- [Document]
Applying a linear transformation to time sequences to separate interfering oscillations This is an applied problem, which arises from the problem of reorienting of a sensor axes according to particle displacement directions:
Consider a sensor which is located inside the solid substance. This sensor is capable of detecting the substance oscillations along each of the three axes (usually orthogonal, but generally, any non-degenerated (non-coplanar) basis). This sensor produces a recording of the detected oscillations, called a trace, containing the displacement sampled at high-frequency, capable to capture any oscillation frequency existing in the substance. There are three traces, one for each axis.
Consider that at some period of time the sensor registers an interference of an event, consisting of the compression wave, and two shear waves. Traces now contain a recordings of the event, effectively, a projections of the oscillations on the sensor's axes.
How do I now virtually re-orient the axes, that is, perform the linear transform of the traces, so that they will be oriented each along a corresponding wave displacement vector, and thus will contain only single wave event recording in each of the traces after the transformation?

- [The data]
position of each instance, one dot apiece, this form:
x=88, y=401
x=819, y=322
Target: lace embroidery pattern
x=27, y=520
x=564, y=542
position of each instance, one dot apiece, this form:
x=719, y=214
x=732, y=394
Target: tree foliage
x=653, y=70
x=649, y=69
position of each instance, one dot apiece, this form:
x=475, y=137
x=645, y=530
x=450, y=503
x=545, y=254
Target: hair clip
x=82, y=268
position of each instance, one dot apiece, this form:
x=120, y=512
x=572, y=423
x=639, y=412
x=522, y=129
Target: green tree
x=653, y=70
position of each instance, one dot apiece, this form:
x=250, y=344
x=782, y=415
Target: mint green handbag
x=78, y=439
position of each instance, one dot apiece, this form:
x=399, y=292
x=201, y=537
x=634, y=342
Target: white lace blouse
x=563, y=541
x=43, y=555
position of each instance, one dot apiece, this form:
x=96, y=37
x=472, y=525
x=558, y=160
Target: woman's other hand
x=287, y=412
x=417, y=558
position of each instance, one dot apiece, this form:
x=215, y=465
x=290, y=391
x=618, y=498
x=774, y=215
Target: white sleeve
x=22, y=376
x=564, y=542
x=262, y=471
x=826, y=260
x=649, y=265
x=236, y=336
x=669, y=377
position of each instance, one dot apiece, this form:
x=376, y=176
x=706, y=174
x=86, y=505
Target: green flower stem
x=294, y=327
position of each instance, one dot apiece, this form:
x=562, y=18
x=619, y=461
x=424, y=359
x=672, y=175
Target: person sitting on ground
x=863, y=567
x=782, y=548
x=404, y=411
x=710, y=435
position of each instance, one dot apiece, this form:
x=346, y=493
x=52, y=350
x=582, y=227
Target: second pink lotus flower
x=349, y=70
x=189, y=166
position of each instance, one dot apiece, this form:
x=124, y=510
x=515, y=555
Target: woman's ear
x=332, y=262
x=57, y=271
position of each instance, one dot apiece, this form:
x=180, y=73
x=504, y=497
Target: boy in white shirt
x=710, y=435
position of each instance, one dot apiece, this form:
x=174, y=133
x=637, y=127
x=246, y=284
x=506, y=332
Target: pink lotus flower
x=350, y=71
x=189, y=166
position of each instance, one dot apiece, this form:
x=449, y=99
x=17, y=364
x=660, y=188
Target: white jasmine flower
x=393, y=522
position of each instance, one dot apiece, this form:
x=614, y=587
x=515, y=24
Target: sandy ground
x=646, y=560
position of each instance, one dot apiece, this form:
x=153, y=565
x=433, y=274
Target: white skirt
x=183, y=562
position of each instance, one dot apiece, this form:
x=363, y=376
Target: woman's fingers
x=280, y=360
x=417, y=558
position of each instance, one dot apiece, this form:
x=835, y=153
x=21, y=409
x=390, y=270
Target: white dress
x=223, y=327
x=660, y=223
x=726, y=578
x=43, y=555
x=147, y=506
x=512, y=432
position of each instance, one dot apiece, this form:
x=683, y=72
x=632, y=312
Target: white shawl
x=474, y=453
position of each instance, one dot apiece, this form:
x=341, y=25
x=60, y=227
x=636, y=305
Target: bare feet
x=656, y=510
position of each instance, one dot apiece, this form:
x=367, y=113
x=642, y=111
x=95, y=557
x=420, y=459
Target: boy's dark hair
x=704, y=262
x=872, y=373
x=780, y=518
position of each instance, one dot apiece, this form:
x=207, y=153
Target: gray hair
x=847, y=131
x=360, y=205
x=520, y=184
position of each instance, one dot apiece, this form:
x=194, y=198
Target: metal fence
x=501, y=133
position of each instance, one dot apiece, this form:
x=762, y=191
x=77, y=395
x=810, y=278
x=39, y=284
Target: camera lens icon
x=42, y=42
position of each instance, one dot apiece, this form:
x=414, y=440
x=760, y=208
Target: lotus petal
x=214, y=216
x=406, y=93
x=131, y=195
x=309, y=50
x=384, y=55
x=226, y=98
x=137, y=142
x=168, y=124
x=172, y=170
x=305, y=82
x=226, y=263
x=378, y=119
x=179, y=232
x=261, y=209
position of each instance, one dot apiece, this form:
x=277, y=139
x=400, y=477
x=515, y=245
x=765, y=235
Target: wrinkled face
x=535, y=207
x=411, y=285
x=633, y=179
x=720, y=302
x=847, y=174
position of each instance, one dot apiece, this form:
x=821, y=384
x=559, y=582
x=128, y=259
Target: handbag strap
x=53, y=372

- [Instructions]
1. Name the waves that make up the event the sensor registers, according to the question about reorienting sensor axes.
2. Return each line of the entries that contains the string "woman". Case counts.
The text and the entries are unrelated to each other.

- [Completed exercise]
1.
- a compression wave
- a first shear wave
- a second shear wave

2.
Target: woman's other hand
Target: woman's ear
Target: woman's fingers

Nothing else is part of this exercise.